◆ **What is being asked**
Please count the lines of the material below that contain the string "microphone", treating uppercase and lowercase as different. Reply with that number only.

◆ **Record extracts**
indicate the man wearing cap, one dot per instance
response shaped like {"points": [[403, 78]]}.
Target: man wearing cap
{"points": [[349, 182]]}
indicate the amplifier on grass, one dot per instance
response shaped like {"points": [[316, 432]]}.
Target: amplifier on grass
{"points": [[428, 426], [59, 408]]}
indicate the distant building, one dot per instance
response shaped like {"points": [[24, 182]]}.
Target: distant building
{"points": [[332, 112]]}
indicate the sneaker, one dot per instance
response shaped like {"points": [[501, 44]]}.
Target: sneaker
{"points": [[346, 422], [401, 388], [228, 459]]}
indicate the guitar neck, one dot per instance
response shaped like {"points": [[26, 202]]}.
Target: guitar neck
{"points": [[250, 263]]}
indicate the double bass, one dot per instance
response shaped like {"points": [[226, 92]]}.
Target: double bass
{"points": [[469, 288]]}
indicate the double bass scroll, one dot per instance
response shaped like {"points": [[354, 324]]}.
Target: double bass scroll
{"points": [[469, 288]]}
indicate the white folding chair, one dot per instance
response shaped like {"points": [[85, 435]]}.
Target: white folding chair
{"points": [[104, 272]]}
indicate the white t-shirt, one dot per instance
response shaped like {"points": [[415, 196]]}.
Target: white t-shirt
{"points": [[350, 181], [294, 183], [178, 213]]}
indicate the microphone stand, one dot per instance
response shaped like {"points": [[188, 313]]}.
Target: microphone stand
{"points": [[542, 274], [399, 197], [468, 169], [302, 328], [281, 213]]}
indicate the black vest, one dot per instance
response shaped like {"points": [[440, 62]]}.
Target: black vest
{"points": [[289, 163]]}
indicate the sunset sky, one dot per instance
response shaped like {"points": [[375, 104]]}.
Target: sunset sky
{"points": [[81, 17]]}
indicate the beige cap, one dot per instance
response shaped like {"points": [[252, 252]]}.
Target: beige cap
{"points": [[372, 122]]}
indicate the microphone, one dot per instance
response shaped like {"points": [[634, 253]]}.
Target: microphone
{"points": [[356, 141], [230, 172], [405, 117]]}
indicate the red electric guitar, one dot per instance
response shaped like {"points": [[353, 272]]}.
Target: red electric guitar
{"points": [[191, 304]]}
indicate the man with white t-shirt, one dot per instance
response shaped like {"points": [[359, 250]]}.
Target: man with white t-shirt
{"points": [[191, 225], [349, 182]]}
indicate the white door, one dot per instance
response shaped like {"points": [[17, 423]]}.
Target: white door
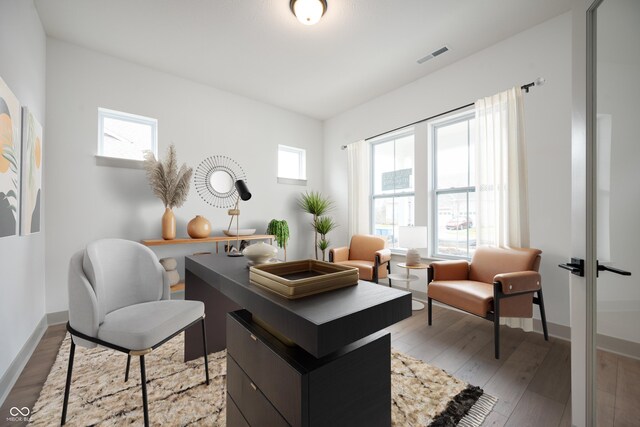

◆ **Result**
4